◆ **Given task**: Could you update the rows below so that each "Segment" reads "Trace" and nothing else changes, leaving the pictures out of your answer?

---------------

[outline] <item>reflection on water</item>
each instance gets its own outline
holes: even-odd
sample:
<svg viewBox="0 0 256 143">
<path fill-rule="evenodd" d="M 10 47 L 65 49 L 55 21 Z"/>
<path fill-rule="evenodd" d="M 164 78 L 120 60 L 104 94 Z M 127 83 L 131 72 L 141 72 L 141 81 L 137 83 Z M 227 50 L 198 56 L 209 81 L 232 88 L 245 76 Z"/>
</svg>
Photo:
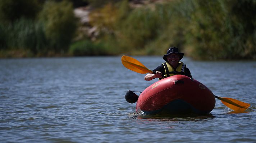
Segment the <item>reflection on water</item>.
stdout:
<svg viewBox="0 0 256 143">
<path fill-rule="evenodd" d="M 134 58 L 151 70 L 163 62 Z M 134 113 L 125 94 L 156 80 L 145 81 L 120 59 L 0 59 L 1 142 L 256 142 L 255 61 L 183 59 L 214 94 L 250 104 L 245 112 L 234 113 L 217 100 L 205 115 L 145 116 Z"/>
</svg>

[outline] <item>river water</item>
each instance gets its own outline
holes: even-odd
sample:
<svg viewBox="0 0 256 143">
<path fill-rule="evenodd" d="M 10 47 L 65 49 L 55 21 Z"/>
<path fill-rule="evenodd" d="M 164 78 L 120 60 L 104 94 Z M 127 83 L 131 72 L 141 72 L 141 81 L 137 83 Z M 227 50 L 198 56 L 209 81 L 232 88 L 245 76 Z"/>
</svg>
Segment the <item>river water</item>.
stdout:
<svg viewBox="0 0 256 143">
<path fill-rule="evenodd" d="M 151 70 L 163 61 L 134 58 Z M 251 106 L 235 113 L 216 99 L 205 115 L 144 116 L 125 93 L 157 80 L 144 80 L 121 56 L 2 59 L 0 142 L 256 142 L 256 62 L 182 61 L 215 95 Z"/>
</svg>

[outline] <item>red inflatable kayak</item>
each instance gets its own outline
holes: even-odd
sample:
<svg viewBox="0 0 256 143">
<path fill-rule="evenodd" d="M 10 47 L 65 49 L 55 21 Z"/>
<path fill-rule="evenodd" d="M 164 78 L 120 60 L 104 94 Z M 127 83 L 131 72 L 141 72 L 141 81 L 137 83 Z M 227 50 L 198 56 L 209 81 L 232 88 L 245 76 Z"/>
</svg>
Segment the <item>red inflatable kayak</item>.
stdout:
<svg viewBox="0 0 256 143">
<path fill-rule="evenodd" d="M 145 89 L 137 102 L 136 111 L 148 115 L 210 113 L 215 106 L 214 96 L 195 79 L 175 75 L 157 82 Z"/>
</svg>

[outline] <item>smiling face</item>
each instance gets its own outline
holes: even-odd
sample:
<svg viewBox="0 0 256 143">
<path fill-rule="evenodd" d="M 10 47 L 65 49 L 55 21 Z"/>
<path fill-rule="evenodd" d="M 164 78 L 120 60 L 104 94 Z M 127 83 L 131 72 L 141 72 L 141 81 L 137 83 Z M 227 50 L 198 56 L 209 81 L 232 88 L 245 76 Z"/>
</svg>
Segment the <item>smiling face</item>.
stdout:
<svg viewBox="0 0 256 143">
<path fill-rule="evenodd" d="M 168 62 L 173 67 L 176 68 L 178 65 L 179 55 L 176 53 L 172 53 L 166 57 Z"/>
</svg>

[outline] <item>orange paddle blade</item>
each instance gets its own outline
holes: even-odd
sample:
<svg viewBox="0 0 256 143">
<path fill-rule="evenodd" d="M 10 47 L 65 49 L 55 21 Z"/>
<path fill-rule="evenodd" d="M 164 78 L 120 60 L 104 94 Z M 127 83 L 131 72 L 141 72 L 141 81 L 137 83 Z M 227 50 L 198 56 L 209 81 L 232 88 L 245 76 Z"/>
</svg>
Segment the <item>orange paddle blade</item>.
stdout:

---------------

◆ **Solved problem**:
[outline] <item>reflection on water</item>
each instance gets its own outline
holes: even-odd
sample:
<svg viewBox="0 0 256 143">
<path fill-rule="evenodd" d="M 10 47 L 65 49 L 55 21 Z"/>
<path fill-rule="evenodd" d="M 164 78 L 120 60 L 104 94 Z M 127 83 L 131 72 L 141 72 L 141 81 L 137 83 Z M 227 50 L 198 56 L 209 81 L 232 88 L 245 76 Z"/>
</svg>
Photo:
Trace the <item>reflection on water</item>.
stdout:
<svg viewBox="0 0 256 143">
<path fill-rule="evenodd" d="M 134 58 L 151 70 L 163 62 Z M 134 113 L 125 94 L 156 80 L 145 81 L 120 59 L 0 59 L 1 142 L 256 142 L 255 61 L 183 59 L 214 94 L 250 104 L 245 112 L 234 113 L 217 100 L 205 115 L 145 116 Z"/>
</svg>

[outline] <item>river water</item>
each instance gets its own outline
holes: even-odd
sample:
<svg viewBox="0 0 256 143">
<path fill-rule="evenodd" d="M 10 47 L 65 49 L 55 21 Z"/>
<path fill-rule="evenodd" d="M 164 78 L 120 60 L 104 94 Z M 127 83 L 131 72 L 141 72 L 141 81 L 137 83 Z M 227 50 L 198 56 L 209 81 L 232 88 L 245 76 Z"/>
</svg>
Trace the <item>river water</item>.
stdout:
<svg viewBox="0 0 256 143">
<path fill-rule="evenodd" d="M 151 70 L 163 61 L 134 58 Z M 251 106 L 235 113 L 216 99 L 205 115 L 144 116 L 125 93 L 157 80 L 144 80 L 121 56 L 2 59 L 0 142 L 256 142 L 256 62 L 182 61 L 215 95 Z"/>
</svg>

[outline] <item>red inflatable kayak</item>
each instance gets its own outline
holes: even-odd
sample:
<svg viewBox="0 0 256 143">
<path fill-rule="evenodd" d="M 10 47 L 65 49 L 55 21 Z"/>
<path fill-rule="evenodd" d="M 164 78 L 120 60 L 104 94 Z M 127 83 L 131 72 L 141 72 L 141 81 L 137 83 Z M 227 50 L 198 56 L 209 81 L 232 88 L 245 76 Z"/>
</svg>
Trace the <item>red inflatable kayak</item>.
stdout:
<svg viewBox="0 0 256 143">
<path fill-rule="evenodd" d="M 145 89 L 137 102 L 136 111 L 148 115 L 210 113 L 215 106 L 214 96 L 195 79 L 175 75 L 157 82 Z"/>
</svg>

[outline] <item>smiling face</item>
each instance gets its own outline
holes: even-odd
sample:
<svg viewBox="0 0 256 143">
<path fill-rule="evenodd" d="M 10 47 L 65 49 L 55 21 Z"/>
<path fill-rule="evenodd" d="M 164 78 L 120 60 L 104 94 Z M 127 83 L 131 72 L 141 72 L 141 81 L 137 83 Z M 227 50 L 198 56 L 209 81 L 232 88 L 245 76 Z"/>
</svg>
Trace the <item>smiling face</item>.
stdout:
<svg viewBox="0 0 256 143">
<path fill-rule="evenodd" d="M 168 62 L 173 67 L 176 68 L 178 65 L 179 55 L 176 53 L 172 53 L 166 57 Z"/>
</svg>

[outline] <item>orange paddle blade</item>
each instance gets its own outline
holes: even-odd
sample:
<svg viewBox="0 0 256 143">
<path fill-rule="evenodd" d="M 10 47 L 65 49 L 55 21 Z"/>
<path fill-rule="evenodd" d="M 164 78 L 120 60 L 104 94 Z M 127 83 L 131 72 L 141 72 L 141 81 L 137 83 Z M 227 50 L 198 56 L 209 81 L 232 88 L 245 76 Z"/>
</svg>
Trace the <item>orange paddle blade</item>.
stdout:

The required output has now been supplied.